TASK STATEMENT
Please reproduce the entries in full. Keep every character the same.

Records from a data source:

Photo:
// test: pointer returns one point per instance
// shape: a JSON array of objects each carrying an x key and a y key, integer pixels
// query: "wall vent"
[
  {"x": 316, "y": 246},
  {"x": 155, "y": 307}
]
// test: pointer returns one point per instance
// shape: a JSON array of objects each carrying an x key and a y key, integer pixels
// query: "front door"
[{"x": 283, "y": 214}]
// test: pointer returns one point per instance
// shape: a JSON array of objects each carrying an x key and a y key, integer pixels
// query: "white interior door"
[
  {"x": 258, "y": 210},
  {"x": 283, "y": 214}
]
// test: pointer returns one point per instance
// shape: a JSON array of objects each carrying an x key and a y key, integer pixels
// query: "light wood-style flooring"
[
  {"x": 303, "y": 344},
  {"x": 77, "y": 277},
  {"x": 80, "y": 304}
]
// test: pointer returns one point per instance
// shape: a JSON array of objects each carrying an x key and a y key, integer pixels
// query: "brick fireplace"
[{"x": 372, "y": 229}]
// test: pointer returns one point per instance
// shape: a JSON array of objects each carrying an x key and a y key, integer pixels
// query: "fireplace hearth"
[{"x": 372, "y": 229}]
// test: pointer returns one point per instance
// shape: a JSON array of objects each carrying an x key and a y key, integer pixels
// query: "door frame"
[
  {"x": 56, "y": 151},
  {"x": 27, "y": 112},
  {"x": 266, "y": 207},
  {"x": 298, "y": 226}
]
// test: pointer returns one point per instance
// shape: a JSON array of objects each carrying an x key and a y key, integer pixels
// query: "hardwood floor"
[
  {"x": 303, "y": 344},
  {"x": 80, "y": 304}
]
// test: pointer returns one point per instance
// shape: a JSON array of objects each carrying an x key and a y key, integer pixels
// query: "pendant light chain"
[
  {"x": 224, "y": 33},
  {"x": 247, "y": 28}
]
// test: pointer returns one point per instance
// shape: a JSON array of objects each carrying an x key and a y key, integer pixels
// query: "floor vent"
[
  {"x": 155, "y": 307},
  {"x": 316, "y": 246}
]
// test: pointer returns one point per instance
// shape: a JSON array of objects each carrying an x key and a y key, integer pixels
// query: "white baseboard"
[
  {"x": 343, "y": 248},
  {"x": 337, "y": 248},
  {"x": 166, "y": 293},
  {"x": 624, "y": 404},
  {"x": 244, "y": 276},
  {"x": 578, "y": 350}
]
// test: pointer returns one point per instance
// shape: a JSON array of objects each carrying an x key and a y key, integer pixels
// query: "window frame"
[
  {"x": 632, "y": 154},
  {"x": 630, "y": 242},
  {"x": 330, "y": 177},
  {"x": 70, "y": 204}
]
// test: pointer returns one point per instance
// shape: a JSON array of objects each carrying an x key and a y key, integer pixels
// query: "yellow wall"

SOLUTION BELOW
Photo:
// test: pointer returns one point per instance
// shape: a JSON array of objects each carrying an x key and a y key, integer pixels
// query: "wall vent"
[
  {"x": 316, "y": 246},
  {"x": 155, "y": 307}
]
// test: pointer returns one point per instance
// shape: a JSON array of objects each carrying an x key and a y key, integer pixels
// query: "front door"
[{"x": 283, "y": 214}]
// test: pointer returns one point per instance
// shape: a JSON array of objects each carrying an x key and a y key, integer pixels
// query: "white interior door"
[
  {"x": 258, "y": 210},
  {"x": 283, "y": 214}
]
// test: pointer returns one point per instance
// shape: a JSON array of objects each carrying an x key and a y key, integer pixels
// query: "light wood-style flooring"
[
  {"x": 303, "y": 344},
  {"x": 77, "y": 277},
  {"x": 80, "y": 304}
]
// test: pointer returns one point per instance
// shape: a JSON array of objects each carrying an x key and a y key, integer pixels
// query: "brick fireplace"
[{"x": 372, "y": 229}]
// test: pointer returns one point per instance
// shape: a JSON array of objects each carrying an x key and a y key, integer pixels
// query: "fireplace hearth"
[{"x": 372, "y": 229}]
// test: pointer returns one point per instance
// shape: a JSON array of objects each carrying an x key and a y key, integer pixels
// query: "door frame"
[
  {"x": 56, "y": 151},
  {"x": 27, "y": 112},
  {"x": 266, "y": 207},
  {"x": 298, "y": 226}
]
// test: pointer returns one point per instance
// shape: a JSON array of objects each carrying an x key and a y key, integer pixels
// query: "hardwood floor"
[
  {"x": 303, "y": 344},
  {"x": 80, "y": 304}
]
// test: pointer returns one point per instance
// shape: a JSON array of objects each carrying an x key and a y key, integer pixels
// query: "pendant light chain"
[
  {"x": 224, "y": 33},
  {"x": 247, "y": 28}
]
// test: pointer returns one point per instance
// shape: a JSON array of objects each carrying an x key and a y key, integer pixels
// query: "floor vent"
[
  {"x": 155, "y": 307},
  {"x": 316, "y": 246}
]
// test: pointer returns one point per instance
// shape: a JSON array of objects each carrying an x key and a y key, integer pixels
// query: "white baseboard"
[
  {"x": 343, "y": 248},
  {"x": 337, "y": 248},
  {"x": 166, "y": 293},
  {"x": 624, "y": 404},
  {"x": 244, "y": 276},
  {"x": 578, "y": 350}
]
// test: pointer returns one point per instance
// shape: a JSON array of objects each carrying an x key and a y key, integer pixels
// query: "window frame"
[
  {"x": 632, "y": 154},
  {"x": 630, "y": 242},
  {"x": 330, "y": 177},
  {"x": 70, "y": 204}
]
// test: pointer returns one point per instance
// shape: a JSON array of objects each carrying an x key and a y key, integer pixels
// query: "yellow wall"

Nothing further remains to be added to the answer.